---------- EXCERPT PROVIDED ----------

Club President Melanie DeLuca asks GT Member Bob Erickson about the benefits of supporting Rotary using Qualified Minimum Distributions from an IRA
.
Melanie: Bob – as a person who has served as a CFO for multiple organizations and treasurer for many – I really value your financial wisdom and would love to have you share more about how our members who are 70.5 years of age or older can give to our club foundation or TRF (the Rotary Foundation) and save on their taxes.
Bob: Once you have reached 70.5 years of age, members should consider making charitable contributions as Qualified Charitable Distributions from your IRA. When you make Qualified Charitable Distributions from your IRA, you exclude these contributions from your taxable income although you do not receive a charitable contribution deduction. In 2025, an individual may exclude up to $105,000 and a married couple may exclude $210,000. These Qualified Charitable Contributions also count as fulfilling your Required Minimum Distribution when you become 72.

Melanie: What kinds of organizations qualify?
Bob: To qualify as a Qualified Charitable Distribution, the funds must go directly to a 501(c)(3) Charity. Rotary Clubs are not 501(c)(3) organizations, but many clubs have created a 501(c)(3) foundation. Global Travelers is based in Rotary District 5950 which has a 501(c)(3) foundation that can accept donations on behalf of our club since we are a young club and have not yet established our own foundation.
Also, the Rotary Foundation (TRF) is a 501(c)(3) organization and you can also make your contribution to TRF as a Qualified Charitable Distribution. When you make a Qualified Charitable Distribution, the charity must receive funds directly from your IRA before December 31. The charity receiving your Qualified Charitable Distribution must provide you a written acknowledgment by April 15 of the following year for you to claim the Qualified Charitable Distribution on your tax return.

---------- DATA EXTRACT ----------

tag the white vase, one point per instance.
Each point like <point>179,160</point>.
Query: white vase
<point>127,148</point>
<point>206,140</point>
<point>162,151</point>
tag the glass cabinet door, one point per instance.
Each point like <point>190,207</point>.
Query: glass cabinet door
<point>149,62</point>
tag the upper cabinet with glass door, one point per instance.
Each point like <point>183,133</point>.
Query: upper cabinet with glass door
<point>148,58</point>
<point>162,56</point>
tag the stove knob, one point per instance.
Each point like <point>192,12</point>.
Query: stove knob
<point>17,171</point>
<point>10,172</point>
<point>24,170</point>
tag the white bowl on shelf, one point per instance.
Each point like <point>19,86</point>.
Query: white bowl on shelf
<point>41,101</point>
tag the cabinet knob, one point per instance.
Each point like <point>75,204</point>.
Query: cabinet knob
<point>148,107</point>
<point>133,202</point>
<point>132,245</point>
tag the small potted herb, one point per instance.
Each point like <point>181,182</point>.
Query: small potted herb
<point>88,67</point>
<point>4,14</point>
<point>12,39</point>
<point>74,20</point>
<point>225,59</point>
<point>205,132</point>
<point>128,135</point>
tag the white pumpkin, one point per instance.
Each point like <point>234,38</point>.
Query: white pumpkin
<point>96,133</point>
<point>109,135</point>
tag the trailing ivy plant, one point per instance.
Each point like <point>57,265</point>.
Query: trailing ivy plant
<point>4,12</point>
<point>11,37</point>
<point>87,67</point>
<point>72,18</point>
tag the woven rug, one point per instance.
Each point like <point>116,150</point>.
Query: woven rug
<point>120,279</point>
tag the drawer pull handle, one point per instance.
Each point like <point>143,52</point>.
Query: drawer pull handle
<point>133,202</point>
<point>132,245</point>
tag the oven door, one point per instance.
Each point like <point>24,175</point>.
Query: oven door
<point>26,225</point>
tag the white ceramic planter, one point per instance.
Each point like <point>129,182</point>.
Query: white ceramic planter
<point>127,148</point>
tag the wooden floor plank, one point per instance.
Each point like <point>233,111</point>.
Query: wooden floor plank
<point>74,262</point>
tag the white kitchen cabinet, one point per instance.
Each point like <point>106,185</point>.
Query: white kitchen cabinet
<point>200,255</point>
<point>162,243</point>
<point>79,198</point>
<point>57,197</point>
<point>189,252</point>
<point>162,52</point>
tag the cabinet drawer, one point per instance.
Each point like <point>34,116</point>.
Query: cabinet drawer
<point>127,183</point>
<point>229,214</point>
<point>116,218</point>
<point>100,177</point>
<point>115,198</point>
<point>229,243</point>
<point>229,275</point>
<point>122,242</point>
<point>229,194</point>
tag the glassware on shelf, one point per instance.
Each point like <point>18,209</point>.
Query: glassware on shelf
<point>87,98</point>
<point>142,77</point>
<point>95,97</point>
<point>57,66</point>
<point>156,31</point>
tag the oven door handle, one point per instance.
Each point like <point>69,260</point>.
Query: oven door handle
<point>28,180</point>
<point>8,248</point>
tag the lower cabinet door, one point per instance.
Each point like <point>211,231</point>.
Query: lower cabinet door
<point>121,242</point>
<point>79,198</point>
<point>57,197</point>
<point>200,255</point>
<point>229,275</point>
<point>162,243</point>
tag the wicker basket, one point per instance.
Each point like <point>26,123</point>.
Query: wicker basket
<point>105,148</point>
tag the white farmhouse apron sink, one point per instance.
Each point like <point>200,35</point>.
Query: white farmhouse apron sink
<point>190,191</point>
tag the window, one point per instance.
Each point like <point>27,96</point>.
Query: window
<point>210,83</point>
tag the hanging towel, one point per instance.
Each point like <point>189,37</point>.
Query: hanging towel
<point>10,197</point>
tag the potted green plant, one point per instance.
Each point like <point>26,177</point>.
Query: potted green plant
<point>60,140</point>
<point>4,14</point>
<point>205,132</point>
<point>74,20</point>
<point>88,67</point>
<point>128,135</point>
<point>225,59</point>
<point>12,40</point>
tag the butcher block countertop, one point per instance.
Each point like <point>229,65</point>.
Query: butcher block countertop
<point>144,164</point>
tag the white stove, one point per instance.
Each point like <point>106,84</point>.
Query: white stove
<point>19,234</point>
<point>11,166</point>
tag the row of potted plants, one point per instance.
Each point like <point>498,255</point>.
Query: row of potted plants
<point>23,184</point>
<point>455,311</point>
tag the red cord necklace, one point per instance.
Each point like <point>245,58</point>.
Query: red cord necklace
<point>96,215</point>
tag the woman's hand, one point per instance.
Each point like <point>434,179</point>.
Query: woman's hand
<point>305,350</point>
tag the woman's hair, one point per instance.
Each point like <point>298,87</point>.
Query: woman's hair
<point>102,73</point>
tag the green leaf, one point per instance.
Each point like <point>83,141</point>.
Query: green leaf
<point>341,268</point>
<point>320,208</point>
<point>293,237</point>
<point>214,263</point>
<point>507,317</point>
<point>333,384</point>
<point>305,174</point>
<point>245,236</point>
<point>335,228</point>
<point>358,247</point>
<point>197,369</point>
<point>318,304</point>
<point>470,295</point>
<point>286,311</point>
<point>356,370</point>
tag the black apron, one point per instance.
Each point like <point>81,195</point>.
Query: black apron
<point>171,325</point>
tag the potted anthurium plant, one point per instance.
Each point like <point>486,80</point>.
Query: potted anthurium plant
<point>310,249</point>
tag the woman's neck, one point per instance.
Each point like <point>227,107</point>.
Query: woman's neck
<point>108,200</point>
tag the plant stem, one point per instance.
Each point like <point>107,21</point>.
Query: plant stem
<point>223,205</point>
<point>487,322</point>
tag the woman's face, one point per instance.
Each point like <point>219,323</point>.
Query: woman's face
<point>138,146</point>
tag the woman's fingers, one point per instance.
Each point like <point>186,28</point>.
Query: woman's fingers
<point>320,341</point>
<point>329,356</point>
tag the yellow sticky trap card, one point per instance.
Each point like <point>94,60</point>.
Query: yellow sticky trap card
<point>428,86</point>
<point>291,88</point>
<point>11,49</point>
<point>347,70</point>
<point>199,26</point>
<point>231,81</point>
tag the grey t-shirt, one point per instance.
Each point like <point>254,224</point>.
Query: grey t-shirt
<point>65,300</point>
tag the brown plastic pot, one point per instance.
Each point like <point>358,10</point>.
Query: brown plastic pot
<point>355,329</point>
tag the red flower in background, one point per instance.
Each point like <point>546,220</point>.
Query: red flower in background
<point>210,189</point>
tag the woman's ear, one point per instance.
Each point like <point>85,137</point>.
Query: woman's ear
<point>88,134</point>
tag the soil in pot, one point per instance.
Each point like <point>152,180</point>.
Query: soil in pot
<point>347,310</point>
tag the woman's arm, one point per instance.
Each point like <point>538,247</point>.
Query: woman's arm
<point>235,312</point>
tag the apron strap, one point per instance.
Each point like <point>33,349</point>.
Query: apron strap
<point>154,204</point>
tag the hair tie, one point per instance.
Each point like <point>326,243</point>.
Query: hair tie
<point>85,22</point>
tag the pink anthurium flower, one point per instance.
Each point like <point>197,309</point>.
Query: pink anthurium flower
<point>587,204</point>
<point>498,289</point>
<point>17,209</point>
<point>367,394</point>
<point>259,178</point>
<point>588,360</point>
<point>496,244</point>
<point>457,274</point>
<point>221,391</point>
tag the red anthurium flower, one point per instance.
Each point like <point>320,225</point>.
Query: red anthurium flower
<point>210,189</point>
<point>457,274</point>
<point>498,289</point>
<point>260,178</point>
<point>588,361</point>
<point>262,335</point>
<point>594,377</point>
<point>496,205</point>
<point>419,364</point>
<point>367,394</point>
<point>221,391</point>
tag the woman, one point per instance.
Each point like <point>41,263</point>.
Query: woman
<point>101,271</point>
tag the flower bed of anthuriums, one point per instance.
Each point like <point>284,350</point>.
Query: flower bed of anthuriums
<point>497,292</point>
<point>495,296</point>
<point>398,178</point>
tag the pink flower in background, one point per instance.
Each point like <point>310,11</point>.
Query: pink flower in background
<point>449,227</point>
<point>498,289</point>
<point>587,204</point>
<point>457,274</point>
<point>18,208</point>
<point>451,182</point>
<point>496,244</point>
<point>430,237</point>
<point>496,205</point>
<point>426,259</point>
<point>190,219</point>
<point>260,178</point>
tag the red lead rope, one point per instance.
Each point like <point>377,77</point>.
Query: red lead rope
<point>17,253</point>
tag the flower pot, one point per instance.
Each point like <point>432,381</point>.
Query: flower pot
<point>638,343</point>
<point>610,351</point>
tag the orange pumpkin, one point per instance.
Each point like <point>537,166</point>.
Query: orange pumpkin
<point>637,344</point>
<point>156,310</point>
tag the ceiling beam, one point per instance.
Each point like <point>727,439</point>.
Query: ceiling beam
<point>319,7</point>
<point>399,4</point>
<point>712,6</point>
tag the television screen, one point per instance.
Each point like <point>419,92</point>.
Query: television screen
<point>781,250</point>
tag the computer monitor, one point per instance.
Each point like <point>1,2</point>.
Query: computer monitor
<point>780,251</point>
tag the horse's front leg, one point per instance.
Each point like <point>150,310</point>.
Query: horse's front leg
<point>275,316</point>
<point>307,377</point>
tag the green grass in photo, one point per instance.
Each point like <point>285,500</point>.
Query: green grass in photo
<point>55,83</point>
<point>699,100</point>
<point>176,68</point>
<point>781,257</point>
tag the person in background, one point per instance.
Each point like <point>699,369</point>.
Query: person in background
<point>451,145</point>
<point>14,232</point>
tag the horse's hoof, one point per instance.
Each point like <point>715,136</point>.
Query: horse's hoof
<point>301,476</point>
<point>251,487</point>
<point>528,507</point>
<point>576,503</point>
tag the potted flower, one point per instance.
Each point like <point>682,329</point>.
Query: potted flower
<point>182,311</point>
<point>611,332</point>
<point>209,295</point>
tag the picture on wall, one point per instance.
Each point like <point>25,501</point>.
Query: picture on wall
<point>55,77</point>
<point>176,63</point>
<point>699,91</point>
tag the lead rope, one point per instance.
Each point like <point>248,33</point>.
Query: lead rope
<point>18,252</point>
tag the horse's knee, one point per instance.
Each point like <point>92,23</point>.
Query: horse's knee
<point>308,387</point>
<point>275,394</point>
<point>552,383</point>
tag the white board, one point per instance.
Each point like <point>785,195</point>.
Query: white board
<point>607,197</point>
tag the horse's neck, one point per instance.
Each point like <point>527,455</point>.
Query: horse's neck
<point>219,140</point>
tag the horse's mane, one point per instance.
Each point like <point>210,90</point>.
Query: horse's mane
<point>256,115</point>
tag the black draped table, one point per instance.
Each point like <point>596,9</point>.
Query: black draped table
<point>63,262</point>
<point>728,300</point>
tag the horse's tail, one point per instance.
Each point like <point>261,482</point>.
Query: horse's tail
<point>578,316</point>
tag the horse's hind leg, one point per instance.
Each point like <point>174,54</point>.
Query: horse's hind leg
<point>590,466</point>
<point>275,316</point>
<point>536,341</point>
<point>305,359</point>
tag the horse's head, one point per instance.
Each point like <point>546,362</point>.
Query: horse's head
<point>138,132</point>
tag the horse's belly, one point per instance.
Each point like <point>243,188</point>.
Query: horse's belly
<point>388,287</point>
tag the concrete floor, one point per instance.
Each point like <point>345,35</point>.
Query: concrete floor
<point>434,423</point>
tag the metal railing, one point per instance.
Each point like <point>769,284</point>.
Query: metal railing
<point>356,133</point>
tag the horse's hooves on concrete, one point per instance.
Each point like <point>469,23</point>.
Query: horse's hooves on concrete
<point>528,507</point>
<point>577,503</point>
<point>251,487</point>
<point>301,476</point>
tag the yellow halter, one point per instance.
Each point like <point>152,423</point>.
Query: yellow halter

----------

Pick up the interview on giving to Rotary through Qualified Charitable Distributions and continue it from the point where it stops. The data entries are drawn from a separate source.

Melanie: Are there different rules depending on what financial institution your IRA is with?
Bob: Each financial institution has different rules for making Qualified Charitable Distributions. You will need to consult with them about required procedures. My wife and I make most of our charitable donations as Qualified Charitable Distributions. Unless you have high mortgage interest or extremely high medical expenses, you probably no longer generate a tax deduction for you charitable contributions under current tax law. Most people now take the standard deduction instead. Excluding Qualified Charitable Distributions from taxable income can be much more advantageous than receiving a deduction for charitable contributions. This is a good time of year to discuss this with your financial advisor or tax preparer. It is important to note that this was written from the perspective of a Minnesota, USA resident.
Melanie: Bob – I want to thank you for sharing your financial wisdom and for the dedication you and Nancy have made to Rotary Giving!